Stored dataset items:
---

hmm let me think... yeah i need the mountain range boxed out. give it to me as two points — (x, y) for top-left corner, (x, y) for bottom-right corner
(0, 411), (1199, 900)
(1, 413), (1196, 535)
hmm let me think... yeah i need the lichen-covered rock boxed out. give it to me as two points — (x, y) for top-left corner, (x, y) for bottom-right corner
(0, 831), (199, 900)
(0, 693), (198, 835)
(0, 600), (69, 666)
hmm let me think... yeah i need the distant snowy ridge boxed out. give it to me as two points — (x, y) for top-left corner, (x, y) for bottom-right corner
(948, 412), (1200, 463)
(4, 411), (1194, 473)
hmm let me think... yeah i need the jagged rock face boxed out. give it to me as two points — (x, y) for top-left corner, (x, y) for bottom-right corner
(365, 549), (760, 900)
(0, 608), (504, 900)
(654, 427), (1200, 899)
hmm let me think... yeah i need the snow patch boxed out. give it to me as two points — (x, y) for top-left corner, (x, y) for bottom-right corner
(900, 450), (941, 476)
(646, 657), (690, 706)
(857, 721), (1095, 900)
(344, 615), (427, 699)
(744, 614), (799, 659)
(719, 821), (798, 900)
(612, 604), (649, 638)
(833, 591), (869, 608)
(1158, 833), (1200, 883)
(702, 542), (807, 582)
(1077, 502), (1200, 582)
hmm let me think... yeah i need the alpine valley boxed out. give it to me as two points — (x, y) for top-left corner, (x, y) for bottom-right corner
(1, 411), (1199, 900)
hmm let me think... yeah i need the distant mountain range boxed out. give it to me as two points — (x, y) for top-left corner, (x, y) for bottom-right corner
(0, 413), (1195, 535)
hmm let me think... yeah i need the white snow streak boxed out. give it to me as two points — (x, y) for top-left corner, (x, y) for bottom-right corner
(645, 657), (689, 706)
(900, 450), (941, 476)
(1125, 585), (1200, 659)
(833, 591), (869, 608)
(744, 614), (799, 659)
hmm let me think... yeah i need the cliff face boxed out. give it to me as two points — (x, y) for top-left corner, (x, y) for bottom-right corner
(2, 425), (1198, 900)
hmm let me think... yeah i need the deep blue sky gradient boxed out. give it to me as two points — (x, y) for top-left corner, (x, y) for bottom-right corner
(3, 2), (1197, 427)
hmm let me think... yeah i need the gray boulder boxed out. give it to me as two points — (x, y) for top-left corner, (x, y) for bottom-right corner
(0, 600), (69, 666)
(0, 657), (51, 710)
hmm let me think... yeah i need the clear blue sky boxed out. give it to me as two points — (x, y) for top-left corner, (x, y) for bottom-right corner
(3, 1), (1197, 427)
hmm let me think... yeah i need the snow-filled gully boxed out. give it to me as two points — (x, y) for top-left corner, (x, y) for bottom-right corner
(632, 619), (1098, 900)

---

#### [TRY IT]
Take the line containing "hmm let me think... yeah i need the snow-filled" as the start and the last line of the data as the end, and reproduce that range exactly.

#### [ANSWER]
hmm let me think... yeah i need the snow-filled gully boxed out. give it to me as two points — (x, y) for top-left corner, (x, y) for bottom-right corner
(632, 619), (1098, 900)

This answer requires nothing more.